Dataset records>
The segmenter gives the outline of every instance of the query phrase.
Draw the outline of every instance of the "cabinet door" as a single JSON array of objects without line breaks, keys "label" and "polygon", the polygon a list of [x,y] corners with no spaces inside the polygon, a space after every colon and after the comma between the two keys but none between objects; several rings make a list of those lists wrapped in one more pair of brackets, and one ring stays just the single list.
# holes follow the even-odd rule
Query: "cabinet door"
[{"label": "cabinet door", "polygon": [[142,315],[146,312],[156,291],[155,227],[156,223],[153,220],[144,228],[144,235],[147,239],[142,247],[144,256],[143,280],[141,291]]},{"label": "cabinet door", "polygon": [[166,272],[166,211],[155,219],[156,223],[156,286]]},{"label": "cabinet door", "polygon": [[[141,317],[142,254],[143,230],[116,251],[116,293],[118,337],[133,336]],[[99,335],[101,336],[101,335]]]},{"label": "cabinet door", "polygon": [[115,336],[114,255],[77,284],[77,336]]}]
--
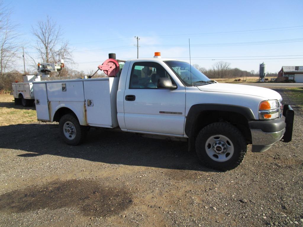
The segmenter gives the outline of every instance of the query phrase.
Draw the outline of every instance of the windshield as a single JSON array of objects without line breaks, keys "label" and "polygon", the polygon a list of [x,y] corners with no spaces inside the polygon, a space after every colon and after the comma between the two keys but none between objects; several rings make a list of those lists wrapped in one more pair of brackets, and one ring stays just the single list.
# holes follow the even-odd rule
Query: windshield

Stated problem>
Report every line above that contains the string "between", matching case exactly.

Final result>
Draw the outline of every instance of the "cabinet door" as a single JSON array of objects without line breaks, keys "label" and "polygon", the polygon a list of [x,y] corners with no spaces inside the polygon, a space after every colon and after the comma between the two keys but none between objects; several rings make a list of those lists wrapped in one more pair of brackets, and one ring stays just the single list.
Draw the outline of every instance of the windshield as a single JSON array of objects without line breaks, keys "label" and "polygon", the polygon a list of [x,y] corners with no spaces inside the polygon, a space after every colon and after the comma between the two keys but none between objects; several rings make a list of those lists wrapped in one more pair of brackets, and one ring stays just the single list.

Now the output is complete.